**Work instructions:** Pick out each line of the records in which the word "this" appears.

Records excerpted from a collection:
· · · ·
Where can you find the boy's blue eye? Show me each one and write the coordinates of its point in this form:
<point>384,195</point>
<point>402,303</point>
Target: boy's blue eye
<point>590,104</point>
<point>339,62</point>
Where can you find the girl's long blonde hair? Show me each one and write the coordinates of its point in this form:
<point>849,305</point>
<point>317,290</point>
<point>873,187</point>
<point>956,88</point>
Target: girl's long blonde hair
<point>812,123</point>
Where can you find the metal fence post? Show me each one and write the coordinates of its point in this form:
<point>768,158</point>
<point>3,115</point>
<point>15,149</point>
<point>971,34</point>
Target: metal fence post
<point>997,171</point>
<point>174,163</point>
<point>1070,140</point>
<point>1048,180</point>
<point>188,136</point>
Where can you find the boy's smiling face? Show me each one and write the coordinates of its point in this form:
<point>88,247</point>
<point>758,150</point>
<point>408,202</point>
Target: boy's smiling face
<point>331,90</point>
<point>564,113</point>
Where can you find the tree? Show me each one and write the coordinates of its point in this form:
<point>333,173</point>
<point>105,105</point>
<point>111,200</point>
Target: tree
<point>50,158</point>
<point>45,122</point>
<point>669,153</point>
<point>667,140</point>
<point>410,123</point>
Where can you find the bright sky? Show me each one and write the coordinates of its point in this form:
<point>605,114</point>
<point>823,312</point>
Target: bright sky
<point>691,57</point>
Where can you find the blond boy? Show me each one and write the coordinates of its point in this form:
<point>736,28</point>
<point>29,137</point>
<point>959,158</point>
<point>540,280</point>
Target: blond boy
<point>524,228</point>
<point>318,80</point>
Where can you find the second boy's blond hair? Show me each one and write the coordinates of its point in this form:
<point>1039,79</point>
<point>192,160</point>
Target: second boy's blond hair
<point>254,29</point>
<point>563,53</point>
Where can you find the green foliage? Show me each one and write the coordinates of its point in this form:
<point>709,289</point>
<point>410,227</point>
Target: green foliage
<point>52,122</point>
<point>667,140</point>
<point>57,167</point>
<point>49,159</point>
· · · ·
**Final answer:**
Where can you find the boy's blue eye? Show me each one and write the coordinates of its point in this form:
Where can you find the girl's long blonde hair? Show me each one and write the coordinates of its point in this form:
Where can you find the metal fence post? Show me each one and write the coordinates of its point in this form:
Where can you find the boy's smiling face? Show me each one and write the coordinates of its point in this form:
Where can you find the tree? Show me each one and write the coordinates of its point in this form:
Where can you find the bright sky? Show me each one and write the coordinates of its point in this form:
Where can you find the blond boy? Show me each one and write the coordinates of its point in this form:
Where can you find the second boy's blond hair? Show me each one and write the coordinates of its point in this form:
Where can you find the green foliage? Show me each one and write the coordinates of its point in this form:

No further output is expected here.